Reste le problème des populations exclues, qui sont dans l’illectronisme, mais qui ne devront pas rester sur le bord du chemin. Il appartiendra alors à l’État de prendre des mesures spécifiques pour garantir une égalité d’accès à une politique globale de prévention à l’échelon de la population.

 

Mais il y a plus encore : obtenir l’adhésion à un traitement au long cours lorsqu’une pathologie chronique survient. Il s’agit d’un défi majeur : comment garantir le respect du plan de soins convenu entre le médecin et son patient ? Les outils numériques doivent faire du patient le véritable acteur de sa santé, et donc aller vers une véritable médecine participative. Les objets connectés permettent aujourd’hui la télésurveillance du patient. Mais cela est pour l’instant balbutiant. Demain, le respect de la prise médicamenteuse aux heures et aux doses prévues doit pouvoir s’assurer grâce aux outils numériques ; ils permettront l’alerte du médecin et la sensibilisation du patient si le traitement est oublié, voire suspendu. Dans le cadre des pathologies chroniques liées au vieillissement, cela deviendra essentiel pour garantir une meilleure qualité de vie aux seniors.

 

Il faut utiliser le tsunami numérique pour doter le professionnel de santé d’outils de prévention utilisés quotidiennement dans le cabinet médical. Certes, les logiciels professionnels ont permis des progrès considérables en la matière. Toutefois, il faut bien reconnaître que la France a beaucoup de retard par rapport à d’autres pays européens. Le taux de vaccinations, en particulier antigrippal, dans les populations à risque est dramatiquement en baisse : pour l’hiver 2023, à moins de 50 %, alors que l’objectif est à 75 %. L’échec cuisant de la vaccination contre l’HPV chez les adolescents témoigne bien des difficultés à obtenir dans le pays une large adhésion de la population à ces grandes campagnes préventives. On peut mener la même analyse et le même constat pour le dépistage du cancer du côlon et même du cancer du sein. Les logiciels métier du médecin doivent augmenter leur performance sur le contenu préventif. Chaque Français devrait avoir un carnet de vaccination dématérialisé et chaque médecin devrait avoir pour ses patients un rappel automatique des dates vaccinales et des différents dépistages pour chacun de ses patients. Cela est loin d’être le cas pour tous les logiciels métiers, et cela est loin d’être simple et ludique.

--

Prolongez le texte sur le numérique au service de la prévention en santé à la suite de sa dernière phrase.

--

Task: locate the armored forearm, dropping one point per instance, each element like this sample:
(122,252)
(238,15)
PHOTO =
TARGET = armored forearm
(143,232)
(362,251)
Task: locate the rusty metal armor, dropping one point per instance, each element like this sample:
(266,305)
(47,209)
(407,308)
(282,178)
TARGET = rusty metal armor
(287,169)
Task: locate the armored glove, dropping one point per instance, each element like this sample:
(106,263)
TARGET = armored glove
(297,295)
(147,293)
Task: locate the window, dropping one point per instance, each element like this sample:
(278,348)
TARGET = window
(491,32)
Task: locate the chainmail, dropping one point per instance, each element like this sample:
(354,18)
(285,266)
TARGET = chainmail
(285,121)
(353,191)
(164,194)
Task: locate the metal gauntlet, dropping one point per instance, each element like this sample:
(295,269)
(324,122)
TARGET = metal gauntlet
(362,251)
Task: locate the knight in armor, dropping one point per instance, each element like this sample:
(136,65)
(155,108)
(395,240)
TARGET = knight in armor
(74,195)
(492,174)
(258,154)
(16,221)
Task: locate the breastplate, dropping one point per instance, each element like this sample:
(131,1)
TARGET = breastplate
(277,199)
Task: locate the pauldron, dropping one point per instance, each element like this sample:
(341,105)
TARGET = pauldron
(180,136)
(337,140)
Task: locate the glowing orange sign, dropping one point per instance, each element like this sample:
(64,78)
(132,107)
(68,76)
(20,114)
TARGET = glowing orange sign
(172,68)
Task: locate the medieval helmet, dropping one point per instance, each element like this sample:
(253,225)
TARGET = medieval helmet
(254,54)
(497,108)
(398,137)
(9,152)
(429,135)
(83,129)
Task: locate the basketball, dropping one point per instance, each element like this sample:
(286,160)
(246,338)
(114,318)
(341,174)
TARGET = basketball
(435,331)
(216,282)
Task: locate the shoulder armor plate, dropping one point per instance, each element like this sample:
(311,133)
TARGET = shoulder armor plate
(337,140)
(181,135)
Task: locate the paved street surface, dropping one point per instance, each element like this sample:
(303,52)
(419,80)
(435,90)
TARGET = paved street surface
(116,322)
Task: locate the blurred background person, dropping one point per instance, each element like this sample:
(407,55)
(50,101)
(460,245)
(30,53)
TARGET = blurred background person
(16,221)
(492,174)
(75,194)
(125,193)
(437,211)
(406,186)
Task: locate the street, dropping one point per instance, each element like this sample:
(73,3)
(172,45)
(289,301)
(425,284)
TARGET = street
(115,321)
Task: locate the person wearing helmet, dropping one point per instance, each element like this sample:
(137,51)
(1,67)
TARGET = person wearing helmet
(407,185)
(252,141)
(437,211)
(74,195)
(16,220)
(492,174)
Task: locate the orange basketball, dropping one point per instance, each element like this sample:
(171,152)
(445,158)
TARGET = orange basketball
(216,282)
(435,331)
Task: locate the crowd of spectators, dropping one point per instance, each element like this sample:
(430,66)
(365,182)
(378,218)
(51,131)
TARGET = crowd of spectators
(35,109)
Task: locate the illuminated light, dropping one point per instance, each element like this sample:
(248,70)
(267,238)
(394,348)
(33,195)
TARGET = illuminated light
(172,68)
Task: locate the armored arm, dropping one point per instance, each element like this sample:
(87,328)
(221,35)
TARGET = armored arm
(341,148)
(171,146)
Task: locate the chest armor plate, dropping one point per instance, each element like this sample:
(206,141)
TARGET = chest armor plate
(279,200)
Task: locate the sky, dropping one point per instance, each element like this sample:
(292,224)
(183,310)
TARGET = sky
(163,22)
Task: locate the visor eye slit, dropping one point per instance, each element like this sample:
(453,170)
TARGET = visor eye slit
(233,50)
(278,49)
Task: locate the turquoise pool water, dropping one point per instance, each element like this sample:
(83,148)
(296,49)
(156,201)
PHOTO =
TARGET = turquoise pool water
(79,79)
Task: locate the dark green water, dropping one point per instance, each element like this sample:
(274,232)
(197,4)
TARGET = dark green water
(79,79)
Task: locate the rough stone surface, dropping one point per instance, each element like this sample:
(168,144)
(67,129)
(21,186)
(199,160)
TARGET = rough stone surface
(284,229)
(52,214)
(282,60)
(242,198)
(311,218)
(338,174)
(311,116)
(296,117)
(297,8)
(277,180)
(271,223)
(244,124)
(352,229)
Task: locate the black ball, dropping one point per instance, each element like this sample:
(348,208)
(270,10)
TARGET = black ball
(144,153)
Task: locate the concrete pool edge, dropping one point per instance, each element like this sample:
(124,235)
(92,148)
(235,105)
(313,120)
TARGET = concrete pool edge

--

**RÉPONSE RÉDIGÉE**.
Si le patient utilise des applications lui permettant de suivre des programmes de prévention personnalisée, il est indispensable que des comptes rendus succincts puissent être communiqués au médecin, éventuellement via son DMP. Le DMP pourrait devenir le réservoir des éléments axés sur la prévention : carnet vaccinal, programme de prévention personnalisée, alarmes pour les rappels et contrôles préventifs, suivi pondéral et alimentaire, etc. Chaque professionnel de santé pourrait rappeler la nécessité vaccinale à chaque rencontre du patient avec le système de soins : médecin, pharmacien, infirmière, etc., et deviendrait ainsi un véritable acteur de prévention.

 

Faire du numérique l’opportunité d’une grande politique de prévention dans le pays nécessitera, au préalable, une stratégie clairement affichée autour de la prévention, stratégie définie par l’État qui devra mobiliser l’ensemble des acteurs concernés. Il faudra y intégrer les patients, les professionnels de santé, les organismes payeurs, en particulier les organismes complémentaires, les industriels du numérique en santé, en particulier les éditeurs de logiciels, mais plus largement tous ceux qui interviennent dans l’éducation à la santé, tels que l’école, le monde du travail, etc. Le choix courageux d’une grande politique préventive doit irriguer l’ensemble des secteurs dans le cadre d’une orientation « une seule santé » entraînant avec elle la santé animale et la santé environnementale. L’apport du numérique facilitera grandement cette démarche globalisée, qui aura un impact très favorable à moyen terme sur les comptes sociaux et ainsi permettra de garantir durablement l’équilibre de notre système de santé basé sur la solidarité et l’accès égalitaire pour tous.